Exercise instructions: Recast the data from the line with "One point rides on each instance of the chrysler" to the line with "Target: suv rear window", both included, as a JSON list of strings with one string per line. Skip any blank lines.

BEGIN Data extract

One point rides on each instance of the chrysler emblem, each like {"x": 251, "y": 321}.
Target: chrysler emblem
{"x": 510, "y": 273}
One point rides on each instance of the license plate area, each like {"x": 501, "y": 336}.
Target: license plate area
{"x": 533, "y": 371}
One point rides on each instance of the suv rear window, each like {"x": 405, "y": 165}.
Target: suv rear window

END Data extract
BEGIN Data extract

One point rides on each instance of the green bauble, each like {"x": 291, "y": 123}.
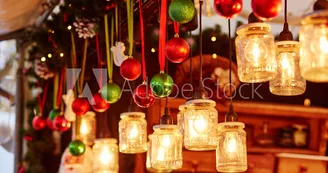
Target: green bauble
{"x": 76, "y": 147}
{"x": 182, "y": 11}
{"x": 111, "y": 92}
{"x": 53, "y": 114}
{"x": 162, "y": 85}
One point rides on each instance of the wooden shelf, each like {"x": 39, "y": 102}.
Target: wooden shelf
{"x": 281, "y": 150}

END Data extract

Reply:
[
  "One point rides on each instance of the chrysler emblem, each like {\"x\": 251, \"y\": 321}.",
  "Target: chrysler emblem",
  "{\"x\": 510, \"y\": 273}",
  "One point rides on each instance of the license plate area, each like {\"x\": 501, \"y\": 336}.",
  "Target: license plate area",
  "{\"x\": 533, \"y\": 371}",
  "One point rides on each instance of the suv rear window, each like {\"x\": 405, \"y\": 165}.",
  "Target: suv rear window"
]